(Records from a data source)
▶

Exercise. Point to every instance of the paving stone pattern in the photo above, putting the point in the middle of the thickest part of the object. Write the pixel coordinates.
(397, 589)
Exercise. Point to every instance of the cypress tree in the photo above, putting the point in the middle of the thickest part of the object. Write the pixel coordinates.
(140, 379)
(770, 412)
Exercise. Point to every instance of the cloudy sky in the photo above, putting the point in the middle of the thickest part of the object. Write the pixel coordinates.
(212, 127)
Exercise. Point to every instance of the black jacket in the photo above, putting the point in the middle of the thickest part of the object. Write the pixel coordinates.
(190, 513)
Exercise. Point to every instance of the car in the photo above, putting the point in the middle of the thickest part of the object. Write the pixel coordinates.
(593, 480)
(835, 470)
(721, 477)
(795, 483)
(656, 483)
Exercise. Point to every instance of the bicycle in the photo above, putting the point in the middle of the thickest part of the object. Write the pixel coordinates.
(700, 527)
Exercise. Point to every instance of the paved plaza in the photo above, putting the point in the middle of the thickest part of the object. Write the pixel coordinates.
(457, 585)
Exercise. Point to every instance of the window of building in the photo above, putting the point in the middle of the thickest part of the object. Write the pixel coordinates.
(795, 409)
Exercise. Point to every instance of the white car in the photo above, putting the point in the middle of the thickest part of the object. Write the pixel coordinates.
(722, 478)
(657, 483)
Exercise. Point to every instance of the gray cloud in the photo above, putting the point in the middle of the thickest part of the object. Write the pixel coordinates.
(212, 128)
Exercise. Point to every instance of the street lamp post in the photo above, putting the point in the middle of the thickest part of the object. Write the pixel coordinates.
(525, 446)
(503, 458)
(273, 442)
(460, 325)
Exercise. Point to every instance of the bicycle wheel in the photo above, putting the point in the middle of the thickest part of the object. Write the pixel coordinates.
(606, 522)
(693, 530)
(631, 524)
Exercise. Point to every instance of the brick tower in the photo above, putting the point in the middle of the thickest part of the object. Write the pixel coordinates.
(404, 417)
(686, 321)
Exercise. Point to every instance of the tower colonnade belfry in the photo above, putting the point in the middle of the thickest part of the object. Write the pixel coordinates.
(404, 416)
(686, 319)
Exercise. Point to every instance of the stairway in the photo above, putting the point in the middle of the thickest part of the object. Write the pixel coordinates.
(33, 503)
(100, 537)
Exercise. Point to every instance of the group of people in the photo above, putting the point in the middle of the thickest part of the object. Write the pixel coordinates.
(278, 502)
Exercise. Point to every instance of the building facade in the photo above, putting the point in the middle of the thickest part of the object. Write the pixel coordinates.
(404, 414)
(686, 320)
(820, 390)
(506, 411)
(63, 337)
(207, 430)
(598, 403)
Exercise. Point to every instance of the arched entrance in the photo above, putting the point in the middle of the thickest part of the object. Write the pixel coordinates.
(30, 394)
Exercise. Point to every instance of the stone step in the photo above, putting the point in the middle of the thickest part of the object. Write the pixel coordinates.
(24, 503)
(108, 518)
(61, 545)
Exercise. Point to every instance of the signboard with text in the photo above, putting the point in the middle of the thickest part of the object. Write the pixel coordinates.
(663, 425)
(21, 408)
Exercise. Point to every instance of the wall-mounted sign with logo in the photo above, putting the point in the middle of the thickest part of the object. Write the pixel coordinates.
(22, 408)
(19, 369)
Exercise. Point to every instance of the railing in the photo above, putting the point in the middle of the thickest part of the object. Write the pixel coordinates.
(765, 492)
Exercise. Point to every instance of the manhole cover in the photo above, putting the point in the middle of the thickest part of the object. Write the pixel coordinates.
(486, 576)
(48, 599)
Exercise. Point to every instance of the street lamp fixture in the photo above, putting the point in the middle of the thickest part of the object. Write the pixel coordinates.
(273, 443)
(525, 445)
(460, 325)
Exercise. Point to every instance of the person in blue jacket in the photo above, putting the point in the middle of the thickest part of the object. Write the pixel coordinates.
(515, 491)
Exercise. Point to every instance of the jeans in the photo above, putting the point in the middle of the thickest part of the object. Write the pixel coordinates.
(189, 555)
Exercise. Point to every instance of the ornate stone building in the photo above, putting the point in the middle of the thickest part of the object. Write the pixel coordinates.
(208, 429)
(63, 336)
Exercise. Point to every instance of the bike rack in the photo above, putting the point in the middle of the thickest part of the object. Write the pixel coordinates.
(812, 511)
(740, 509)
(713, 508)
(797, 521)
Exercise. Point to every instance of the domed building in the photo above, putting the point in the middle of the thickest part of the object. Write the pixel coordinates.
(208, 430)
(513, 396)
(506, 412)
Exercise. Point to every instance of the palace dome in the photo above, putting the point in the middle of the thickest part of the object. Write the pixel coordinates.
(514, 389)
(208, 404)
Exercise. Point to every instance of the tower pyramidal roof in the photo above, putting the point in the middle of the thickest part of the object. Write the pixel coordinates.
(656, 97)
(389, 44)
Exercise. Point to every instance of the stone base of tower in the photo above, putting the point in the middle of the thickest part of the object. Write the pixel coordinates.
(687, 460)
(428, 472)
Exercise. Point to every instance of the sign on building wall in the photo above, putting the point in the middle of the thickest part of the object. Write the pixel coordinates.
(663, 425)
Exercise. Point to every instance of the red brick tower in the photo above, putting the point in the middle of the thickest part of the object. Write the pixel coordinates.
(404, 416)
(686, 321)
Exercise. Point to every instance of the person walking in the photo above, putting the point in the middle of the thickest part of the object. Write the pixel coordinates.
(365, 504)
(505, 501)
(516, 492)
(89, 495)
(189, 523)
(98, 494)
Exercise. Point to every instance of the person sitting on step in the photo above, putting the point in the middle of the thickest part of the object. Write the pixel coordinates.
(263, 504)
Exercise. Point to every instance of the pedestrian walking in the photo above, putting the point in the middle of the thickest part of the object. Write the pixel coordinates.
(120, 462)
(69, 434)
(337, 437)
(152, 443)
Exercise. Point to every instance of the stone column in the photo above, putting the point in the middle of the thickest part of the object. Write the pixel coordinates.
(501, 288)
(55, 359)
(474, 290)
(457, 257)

◀

— TASK TO COMPLETE —
A complete, exact transcription of the records is needed.

— YOUR SOLUTION —
Exercise. Point to every instance of the paving stone pattern in the photo above, putting the point in the middle of the thickest part of the object. Write the pixel coordinates.
(397, 589)
Exercise. Point to every instance of the cypress tree in the photo above, putting the point in the middle of the thickest part of the object. Write the pixel coordinates.
(140, 379)
(770, 412)
Exercise. Point to every instance of the cloudy sky in the photo above, putting the point in the middle of the thickest part of the object. Write the pixel coordinates.
(212, 127)
Exercise. Point to every instance of the black jacket in the photo above, putting the point in the middle of the thickest part of the object. Write the pixel coordinates.
(190, 513)
Exercise. Point to every instance of the car in the photo above, putting the point in the middle of the thickest part of the object. Write the pixel coordinates.
(593, 480)
(835, 470)
(721, 477)
(795, 483)
(656, 483)
Exercise. Point to every instance of the bicycle in the photo above, putting the point in the middle of the thickest part of the object. Write the pixel coordinates.
(700, 527)
Exercise. Point to every instance of the paved plaza in the photo above, putting the point in the middle of the thickest part of the object. Write the pixel coordinates.
(457, 585)
Exercise. Point to every instance of the window of building in the photo above, putting the point in the middle of the thickest part of the object. Write the pixel coordinates.
(795, 409)
Exercise. Point to every instance of the white car in the photo above, putting the point in the middle of the thickest part of the object. Write the pixel coordinates.
(722, 478)
(657, 483)
Exercise. Point to every instance of the gray cloud in the photo above, putting the point in the middle of the thickest part of the object. Write the pixel coordinates.
(212, 128)
Exercise. Point to every instance of the street lamp post in the photo above, putting the point in the middle of the thickest part of the object. Write the pixel coordinates.
(525, 446)
(503, 458)
(273, 442)
(460, 325)
Exercise. Point to every instance of the bicycle wheel in the photo above, putting the point in the middle of the thickest part of the object. Write the pixel coordinates.
(606, 522)
(693, 530)
(631, 524)
Exercise. Point to every instance of the brick tower in the photo above, putting the point in the middle of the thickest part of the object. Write the pixel coordinates.
(404, 417)
(686, 321)
Exercise. Point to every instance of the tower colonnade belfry in the photo above, putting the point in the middle of the thickest part of the object. Write the pixel coordinates.
(404, 416)
(686, 319)
Exercise. Point to every instance of the stairway in the photo above, putting the point in the middle of the thickest part of the object. Write the pixel coordinates.
(33, 503)
(100, 537)
Exercise. Point to every instance of the group of people in the photo above, putting the point in the middle of the thickest part of the object. Write the pixel coordinates.
(278, 502)
Exercise. Point to every instance of the building facade in the photo above, putting the point in the middle of the thickest part of the object. Write the pixel coordinates.
(404, 414)
(686, 320)
(820, 390)
(506, 411)
(63, 337)
(207, 430)
(598, 403)
Exercise. Point to every instance of the arched entrance in the photo above, putting the point in the middle of the thickest part of the object. Write the pixel coordinates.
(30, 394)
Exercise. Point to every instance of the stone step in the photo above, putting the point in the middle of the thickest part of the object. Write the pixel coordinates.
(24, 503)
(108, 518)
(61, 545)
Exercise. Point to every instance of the signboard with text in the photo above, putting the point in the middle of the thickest part of the object. Write the pixel coordinates.
(663, 425)
(21, 408)
Exercise. Point to every instance of the wall-mounted sign with logo in the photo above, putting the point in the middle of the thickest part of the object. Write the pixel coordinates.
(22, 408)
(19, 369)
Exercise. Point to every instance of the railing in the photo above, putting the point in the middle of the thickest part of the object. Write the pixel coordinates.
(765, 492)
Exercise. Point to every instance of the manhole cover in the photo above, putting the point in the middle of the thickest part of the object. Write the pixel coordinates.
(486, 576)
(48, 599)
Exercise. Point to every instance of the street lamp fixture in the photo above, putting the point in the middle of the thickest part of the object. Write the pixel coordinates.
(273, 443)
(525, 445)
(460, 325)
Exercise. Point to every instance of the person in blue jacket in the photo above, putting the point in the middle of the thickest part of the object. Write the pixel coordinates.
(515, 491)
Exercise. Point to every instance of the jeans in the photo above, putting the point in the middle of the thickest part of the object. Write the pixel coordinates.
(189, 555)
Exercise. Point to every instance of the ornate stone building in the photo above, putting the point in the middle of the thickest part of the object. Write the pixel coordinates.
(208, 429)
(63, 336)
Exercise. Point to every instance of the bike rack in the photo above, putting the point in the middle of the thickest part of the object. Write the pixel coordinates.
(812, 511)
(740, 509)
(713, 508)
(797, 521)
Exercise. Point to every instance of the domed building in the photo above, putting the point in the middle of the thickest part of the object. Write the pixel coordinates.
(208, 430)
(513, 396)
(506, 412)
Exercise. Point to every instance of the palace dome in the photo above, putting the point in the middle of the thickest part of the object. Write the pixel coordinates.
(514, 389)
(208, 404)
Exercise. Point to every instance of the tower pyramidal roof in the photo above, putting the point in the middle of the thickest part of the object. Write the pixel coordinates.
(656, 97)
(389, 44)
Exercise. Point to every instance of the stone base of tower in the photo above, putting the point in the middle of the thickest part of the object. Write the pixel coordinates.
(687, 460)
(428, 472)
Exercise. Point to every instance of the sign on building wall in the photo above, putting the point in the middle of the thickest part of the object. Write the pixel coordinates.
(663, 425)
Exercise. Point to every instance of the red brick tower in the photo above, putting the point in the middle of the thickest part of the object. Write the pixel coordinates.
(404, 416)
(686, 321)
Exercise. Point to every instance of the person walking in the photo above, putting the point in the middle of the thickest part of the object. Write the pixel coordinates.
(365, 504)
(505, 501)
(516, 492)
(89, 495)
(189, 523)
(98, 494)
Exercise. Point to every instance of the person sitting on step in the photo above, putting the point in the middle of the thickest part of the object. Write the pixel coordinates.
(263, 504)
Exercise. Point to every instance of the pedestrian walking in the photo above, putting the point in the middle of the thickest part of the object. Write the pixel coordinates.
(120, 462)
(69, 434)
(337, 437)
(152, 443)
Exercise. Point to every instance of the stone column in the photo above, putting the point in the middle of the thickest part of the object. Write the pixel coordinates.
(501, 288)
(55, 359)
(474, 290)
(457, 257)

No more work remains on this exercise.